═════ DOCUMENT TEXT

Several views on cross-entropy

2026-05-31

Cross-entropy is one of the central objectives used in machine learning, especially in classification. It is often introduced as a formula, but it has a direct probabilistic interpretation: it answers the question, how probable is the observed data under the model? A simple way to see this is to start with a Bernoulli random variable.

1.Start with a Bernoulli variable

Consider a Bernoulli random variable with parameter $\hat{y}$. The observed outcome is $y$, where $y = 1$ denotes success and $y = 0$ denotes failure. The probability assigned by the model to the observed outcome is

$$ P(y) = \hat{y}^{\,y}\,(1 - \hat{y})^{\,1-y}. $$

When $y=1$, this expression becomes $\hat{y}$. When $y=0$, it becomes $1-\hat{y}$. The formula simply selects the probability corresponding to the outcome that occurred.

══════════
═════ RECORDS TO USE

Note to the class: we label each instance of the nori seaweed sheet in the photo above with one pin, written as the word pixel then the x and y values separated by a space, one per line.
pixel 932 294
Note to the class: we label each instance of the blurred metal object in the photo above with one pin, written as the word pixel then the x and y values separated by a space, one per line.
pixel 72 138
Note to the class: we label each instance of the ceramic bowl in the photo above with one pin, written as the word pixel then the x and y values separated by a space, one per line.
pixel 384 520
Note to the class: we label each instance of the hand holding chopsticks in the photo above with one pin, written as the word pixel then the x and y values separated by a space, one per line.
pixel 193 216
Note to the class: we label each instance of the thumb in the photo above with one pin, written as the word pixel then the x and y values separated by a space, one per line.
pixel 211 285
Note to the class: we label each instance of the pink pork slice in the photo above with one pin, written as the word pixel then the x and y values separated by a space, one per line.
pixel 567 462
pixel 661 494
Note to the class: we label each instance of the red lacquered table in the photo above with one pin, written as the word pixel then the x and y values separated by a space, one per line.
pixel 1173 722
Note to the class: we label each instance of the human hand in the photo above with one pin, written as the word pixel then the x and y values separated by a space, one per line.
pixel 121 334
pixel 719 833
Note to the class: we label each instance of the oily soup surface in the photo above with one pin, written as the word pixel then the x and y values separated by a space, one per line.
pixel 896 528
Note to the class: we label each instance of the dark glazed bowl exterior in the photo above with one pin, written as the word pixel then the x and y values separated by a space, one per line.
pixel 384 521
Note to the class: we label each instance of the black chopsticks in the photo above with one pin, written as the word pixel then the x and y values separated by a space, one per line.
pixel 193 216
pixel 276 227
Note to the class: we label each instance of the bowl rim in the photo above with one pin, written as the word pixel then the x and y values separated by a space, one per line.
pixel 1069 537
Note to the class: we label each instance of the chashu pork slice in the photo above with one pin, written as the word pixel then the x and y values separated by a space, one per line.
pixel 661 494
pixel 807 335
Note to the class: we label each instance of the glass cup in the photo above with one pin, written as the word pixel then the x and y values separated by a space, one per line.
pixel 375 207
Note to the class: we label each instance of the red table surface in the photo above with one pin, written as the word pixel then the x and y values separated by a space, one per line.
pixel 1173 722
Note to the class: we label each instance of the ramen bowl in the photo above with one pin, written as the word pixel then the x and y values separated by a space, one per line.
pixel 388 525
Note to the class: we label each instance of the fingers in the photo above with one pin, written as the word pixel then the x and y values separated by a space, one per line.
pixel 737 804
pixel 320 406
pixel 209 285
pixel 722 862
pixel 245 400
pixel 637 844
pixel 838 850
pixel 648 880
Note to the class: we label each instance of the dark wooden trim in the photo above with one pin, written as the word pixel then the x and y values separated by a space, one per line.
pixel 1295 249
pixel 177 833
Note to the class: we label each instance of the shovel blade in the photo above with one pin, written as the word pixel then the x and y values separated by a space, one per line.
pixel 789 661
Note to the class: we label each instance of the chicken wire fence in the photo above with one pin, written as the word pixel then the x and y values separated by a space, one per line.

══════════

### TASKS TO PERFORM
1) Copy out the rows verbatim, from the line containing "Note to the class: we label each instance of the pink" down to the line containing "pixel 719 833", with both of those lines included.
2) Carry the piece on cross-entropy forward from its final sentence.

### OUTPUTS
1)
Note to the class: we label each instance of the pink pork slice in the photo above with one pin, written as the word pixel then the x and y values separated by a space, one per line.
pixel 567 462
pixel 661 494
Note to the class: we label each instance of the red lacquered table in the photo above with one pin, written as the word pixel then the x and y values separated by a space, one per line.
pixel 1173 722
Note to the class: we label each instance of the human hand in the photo above with one pin, written as the word pixel then the x and y values separated by a space, one per line.
pixel 121 334
pixel 719 833

2)
Now consider $n$ independent observations. The likelihood of the full sequence is the product of the individual probabilities. Taking the logarithm converts this product into a sum, and multiplying by $-1$ gives an objective in which smaller values are better:

$$ -\log P = -\sum_{i=1}^{n}\Big[\,y_i \log \hat{y}_i + (1-y_i)\log(1-\hat{y}_i)\,\Big]. $$
This expression is binary cross-entropy. It is the negative log-likelihood of a Bernoulli model.

This is the objective minimized by logistic regression, where the Bernoulli parameter is produced by a sigmoid, $\hat{y} = \sigma(w^\top x)$. Therefore, minimizing binary cross-entropy is equivalent to maximum likelihood estimation for a Bernoulli conditional model.

2.Why the logarithm appears

The logarithm has two important roles. First, it transforms products of independent probabilities into sums, which are easier to optimize. Second, it assigns a large penalty to confident errors. If the model assigns probability $0.9$ to the observed outcome, the loss is $-\log 0.9 \approx 0.11$. If it assigns probability $0.01$ to the observed outcome, the loss is $-\log 0.01 \approx 4.61$.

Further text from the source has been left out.